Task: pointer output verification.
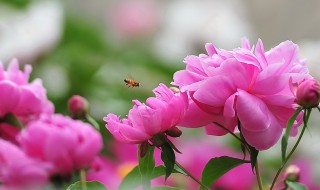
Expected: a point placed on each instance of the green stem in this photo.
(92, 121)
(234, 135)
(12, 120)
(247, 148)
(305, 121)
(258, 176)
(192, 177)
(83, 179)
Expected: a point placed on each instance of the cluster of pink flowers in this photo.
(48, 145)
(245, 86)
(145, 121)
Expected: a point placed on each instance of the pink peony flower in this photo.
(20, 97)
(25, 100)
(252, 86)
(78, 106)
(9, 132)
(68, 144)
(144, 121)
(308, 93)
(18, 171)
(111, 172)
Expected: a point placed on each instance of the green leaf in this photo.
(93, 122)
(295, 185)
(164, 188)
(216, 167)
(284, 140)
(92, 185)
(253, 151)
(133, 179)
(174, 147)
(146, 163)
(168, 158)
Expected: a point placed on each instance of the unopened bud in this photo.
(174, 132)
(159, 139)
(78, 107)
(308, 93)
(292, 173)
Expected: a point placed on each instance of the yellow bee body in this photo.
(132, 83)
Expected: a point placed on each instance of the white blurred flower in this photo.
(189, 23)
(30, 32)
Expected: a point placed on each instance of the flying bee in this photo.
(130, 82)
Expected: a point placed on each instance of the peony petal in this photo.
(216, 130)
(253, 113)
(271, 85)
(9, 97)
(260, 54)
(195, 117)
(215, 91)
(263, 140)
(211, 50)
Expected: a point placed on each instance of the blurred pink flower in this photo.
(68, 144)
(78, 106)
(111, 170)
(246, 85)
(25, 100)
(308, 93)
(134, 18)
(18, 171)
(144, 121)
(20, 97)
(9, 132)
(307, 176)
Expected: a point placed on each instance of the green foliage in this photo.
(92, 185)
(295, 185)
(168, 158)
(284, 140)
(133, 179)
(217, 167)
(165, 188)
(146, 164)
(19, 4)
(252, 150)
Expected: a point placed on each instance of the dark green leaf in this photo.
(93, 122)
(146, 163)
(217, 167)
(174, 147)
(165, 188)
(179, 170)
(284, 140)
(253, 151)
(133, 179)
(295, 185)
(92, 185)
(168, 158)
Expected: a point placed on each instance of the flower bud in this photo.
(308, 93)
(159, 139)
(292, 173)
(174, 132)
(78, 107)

§ §

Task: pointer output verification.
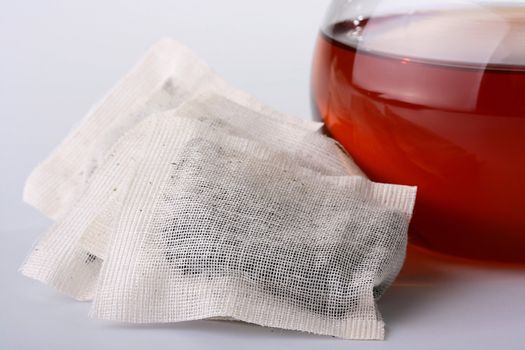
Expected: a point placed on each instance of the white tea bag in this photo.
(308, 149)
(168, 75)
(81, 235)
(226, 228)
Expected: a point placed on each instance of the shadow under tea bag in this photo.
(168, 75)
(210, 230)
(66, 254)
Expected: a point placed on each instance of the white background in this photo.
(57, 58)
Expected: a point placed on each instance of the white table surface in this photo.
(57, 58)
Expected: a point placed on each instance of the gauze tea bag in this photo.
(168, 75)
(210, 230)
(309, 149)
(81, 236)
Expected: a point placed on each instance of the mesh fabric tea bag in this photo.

§ §

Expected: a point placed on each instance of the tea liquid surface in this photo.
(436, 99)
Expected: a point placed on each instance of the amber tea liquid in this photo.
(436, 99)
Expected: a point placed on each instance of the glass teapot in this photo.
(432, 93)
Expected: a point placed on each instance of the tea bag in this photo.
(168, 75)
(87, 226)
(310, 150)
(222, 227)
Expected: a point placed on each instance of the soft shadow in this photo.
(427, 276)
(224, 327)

§ §

(Required work)
Proceeding from the line containing "background in this photo." through the line containing "Expected: a point placed on each instance of the mesh", transcribe the lines above exactly, both end lines included.

(Written answer)
Expected: a point placed on each instance of the white background in this photo.
(57, 58)
Expected: a point placed on each instance of the white table surface in this photo.
(57, 58)
Expected: a point placed on each instance of the gauze tea bag in this photo.
(168, 75)
(210, 230)
(309, 149)
(81, 236)
Expected: a point placed on each instance of the mesh fabric tea bag in this photo.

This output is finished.